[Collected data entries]
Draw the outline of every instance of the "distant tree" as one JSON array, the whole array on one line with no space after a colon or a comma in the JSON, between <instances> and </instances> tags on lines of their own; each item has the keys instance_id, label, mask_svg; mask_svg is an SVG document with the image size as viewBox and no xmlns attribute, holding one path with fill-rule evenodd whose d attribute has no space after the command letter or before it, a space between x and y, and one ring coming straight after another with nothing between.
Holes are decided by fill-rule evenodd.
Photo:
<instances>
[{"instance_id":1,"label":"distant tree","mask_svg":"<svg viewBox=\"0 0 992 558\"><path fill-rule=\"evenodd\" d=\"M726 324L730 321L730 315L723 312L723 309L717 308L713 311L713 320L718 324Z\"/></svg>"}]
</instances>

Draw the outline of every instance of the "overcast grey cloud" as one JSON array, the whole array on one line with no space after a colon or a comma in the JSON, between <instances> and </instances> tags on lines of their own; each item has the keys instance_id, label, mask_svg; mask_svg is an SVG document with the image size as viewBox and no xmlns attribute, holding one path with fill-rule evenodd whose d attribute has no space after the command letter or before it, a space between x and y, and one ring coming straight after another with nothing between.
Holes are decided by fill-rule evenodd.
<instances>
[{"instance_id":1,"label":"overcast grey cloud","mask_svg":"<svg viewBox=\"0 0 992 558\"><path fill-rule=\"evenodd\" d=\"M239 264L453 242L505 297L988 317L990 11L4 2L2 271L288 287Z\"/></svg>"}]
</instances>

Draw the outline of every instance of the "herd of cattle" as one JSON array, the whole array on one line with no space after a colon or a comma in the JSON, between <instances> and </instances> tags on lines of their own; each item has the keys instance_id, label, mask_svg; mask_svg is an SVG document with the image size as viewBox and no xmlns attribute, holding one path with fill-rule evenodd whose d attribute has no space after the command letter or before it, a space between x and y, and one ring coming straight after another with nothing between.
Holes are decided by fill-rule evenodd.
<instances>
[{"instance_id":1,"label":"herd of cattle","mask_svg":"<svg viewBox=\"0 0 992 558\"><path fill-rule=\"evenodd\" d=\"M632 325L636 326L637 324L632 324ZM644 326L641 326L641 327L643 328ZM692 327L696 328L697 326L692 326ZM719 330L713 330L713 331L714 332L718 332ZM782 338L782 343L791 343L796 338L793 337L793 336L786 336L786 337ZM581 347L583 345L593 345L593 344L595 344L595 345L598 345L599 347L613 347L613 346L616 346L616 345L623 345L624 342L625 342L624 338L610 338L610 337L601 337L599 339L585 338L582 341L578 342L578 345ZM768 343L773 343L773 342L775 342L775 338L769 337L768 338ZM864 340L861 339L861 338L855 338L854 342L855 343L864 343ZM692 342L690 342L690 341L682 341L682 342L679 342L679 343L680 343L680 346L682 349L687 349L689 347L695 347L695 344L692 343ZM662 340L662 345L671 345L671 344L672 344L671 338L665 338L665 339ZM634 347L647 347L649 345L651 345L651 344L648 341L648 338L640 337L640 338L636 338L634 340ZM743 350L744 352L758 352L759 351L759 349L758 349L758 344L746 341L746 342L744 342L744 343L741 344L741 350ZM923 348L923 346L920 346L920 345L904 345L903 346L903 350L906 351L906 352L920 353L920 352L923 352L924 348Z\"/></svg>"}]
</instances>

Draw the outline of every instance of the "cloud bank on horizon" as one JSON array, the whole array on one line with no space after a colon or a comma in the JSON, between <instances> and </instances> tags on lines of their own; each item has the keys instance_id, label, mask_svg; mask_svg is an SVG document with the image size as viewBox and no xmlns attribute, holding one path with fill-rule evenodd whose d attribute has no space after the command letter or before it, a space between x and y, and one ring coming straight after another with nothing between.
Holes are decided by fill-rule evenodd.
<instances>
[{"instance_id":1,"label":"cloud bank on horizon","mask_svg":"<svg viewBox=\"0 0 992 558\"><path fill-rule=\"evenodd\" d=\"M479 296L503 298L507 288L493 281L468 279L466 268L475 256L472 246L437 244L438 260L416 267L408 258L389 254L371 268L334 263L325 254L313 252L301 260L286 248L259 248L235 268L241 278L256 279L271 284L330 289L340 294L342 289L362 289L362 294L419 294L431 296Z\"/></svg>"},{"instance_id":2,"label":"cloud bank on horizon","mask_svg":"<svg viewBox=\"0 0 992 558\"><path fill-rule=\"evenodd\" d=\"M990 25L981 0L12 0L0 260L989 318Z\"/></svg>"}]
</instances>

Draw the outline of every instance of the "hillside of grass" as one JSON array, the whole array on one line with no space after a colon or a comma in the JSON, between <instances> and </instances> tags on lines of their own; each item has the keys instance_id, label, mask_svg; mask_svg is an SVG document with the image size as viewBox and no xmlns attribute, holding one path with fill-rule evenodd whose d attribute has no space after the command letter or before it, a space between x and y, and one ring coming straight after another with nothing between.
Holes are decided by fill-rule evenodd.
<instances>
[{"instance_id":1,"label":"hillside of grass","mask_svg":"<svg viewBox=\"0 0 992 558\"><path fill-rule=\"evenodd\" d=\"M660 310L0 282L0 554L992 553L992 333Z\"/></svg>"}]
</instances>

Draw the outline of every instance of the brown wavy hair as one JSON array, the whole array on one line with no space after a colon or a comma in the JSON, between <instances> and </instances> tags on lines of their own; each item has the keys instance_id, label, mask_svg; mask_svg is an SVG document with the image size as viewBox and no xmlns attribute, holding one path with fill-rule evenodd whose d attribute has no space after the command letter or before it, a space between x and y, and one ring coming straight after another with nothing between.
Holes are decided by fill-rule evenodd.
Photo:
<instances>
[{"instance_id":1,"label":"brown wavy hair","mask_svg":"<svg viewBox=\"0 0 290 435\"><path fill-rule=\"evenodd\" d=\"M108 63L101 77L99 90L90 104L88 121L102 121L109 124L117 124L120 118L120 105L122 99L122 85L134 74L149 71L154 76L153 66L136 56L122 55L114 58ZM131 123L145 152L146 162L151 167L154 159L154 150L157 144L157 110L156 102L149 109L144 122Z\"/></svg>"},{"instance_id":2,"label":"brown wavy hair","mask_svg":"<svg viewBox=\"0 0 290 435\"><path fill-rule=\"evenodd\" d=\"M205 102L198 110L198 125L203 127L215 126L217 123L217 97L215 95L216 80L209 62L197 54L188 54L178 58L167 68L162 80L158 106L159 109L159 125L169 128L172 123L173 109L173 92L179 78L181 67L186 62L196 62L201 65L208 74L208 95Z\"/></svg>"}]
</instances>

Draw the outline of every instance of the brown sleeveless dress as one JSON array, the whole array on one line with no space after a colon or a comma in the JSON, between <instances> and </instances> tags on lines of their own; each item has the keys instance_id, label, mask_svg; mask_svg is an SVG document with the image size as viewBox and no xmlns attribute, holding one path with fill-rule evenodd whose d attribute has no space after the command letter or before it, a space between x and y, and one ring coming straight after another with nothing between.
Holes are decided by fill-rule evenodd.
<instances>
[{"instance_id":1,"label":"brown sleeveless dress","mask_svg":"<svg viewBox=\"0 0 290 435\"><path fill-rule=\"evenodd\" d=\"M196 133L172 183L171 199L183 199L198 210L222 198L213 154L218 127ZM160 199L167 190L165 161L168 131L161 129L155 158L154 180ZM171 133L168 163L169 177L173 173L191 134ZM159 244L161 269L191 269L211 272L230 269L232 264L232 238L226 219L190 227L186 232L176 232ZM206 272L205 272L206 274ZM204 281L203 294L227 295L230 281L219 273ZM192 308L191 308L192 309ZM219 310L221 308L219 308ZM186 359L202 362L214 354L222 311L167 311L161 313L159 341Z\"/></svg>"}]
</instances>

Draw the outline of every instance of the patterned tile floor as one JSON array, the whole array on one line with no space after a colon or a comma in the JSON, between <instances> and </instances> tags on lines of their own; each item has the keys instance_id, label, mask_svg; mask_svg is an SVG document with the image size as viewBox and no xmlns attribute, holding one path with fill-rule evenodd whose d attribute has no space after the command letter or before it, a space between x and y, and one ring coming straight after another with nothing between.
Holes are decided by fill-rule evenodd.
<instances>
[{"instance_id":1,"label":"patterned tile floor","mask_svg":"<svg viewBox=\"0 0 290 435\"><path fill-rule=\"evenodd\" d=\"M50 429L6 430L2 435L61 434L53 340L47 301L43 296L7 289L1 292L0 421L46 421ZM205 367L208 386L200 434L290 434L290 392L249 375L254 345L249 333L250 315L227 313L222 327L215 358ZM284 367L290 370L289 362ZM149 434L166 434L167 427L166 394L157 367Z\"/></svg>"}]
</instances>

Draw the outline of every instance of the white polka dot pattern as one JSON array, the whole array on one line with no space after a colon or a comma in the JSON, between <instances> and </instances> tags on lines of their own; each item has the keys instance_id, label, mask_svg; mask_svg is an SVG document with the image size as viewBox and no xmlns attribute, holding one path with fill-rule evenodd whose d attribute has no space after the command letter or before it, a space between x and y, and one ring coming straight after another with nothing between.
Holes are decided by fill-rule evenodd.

**THE EXERCISE:** With the line containing "Draw the outline of every instance of the white" as the first and the last line of the records as the final one, print exactly the lines in that span.

**CORRECT ANSWER:**
Draw the outline of every instance of the white polka dot pattern as one JSON array, the whole array on one line with no space after a colon or a comma in the JSON, between <instances> and </instances> tags on lines of their own; each item has the keys instance_id, label, mask_svg; mask_svg is an SVG document with the image size as viewBox and no xmlns attribute, holding one path with fill-rule evenodd whose d attribute has no space after the command letter or before it, a space between x and y, and one ring coming straight after another with nothing between.
Holes are decided by fill-rule evenodd.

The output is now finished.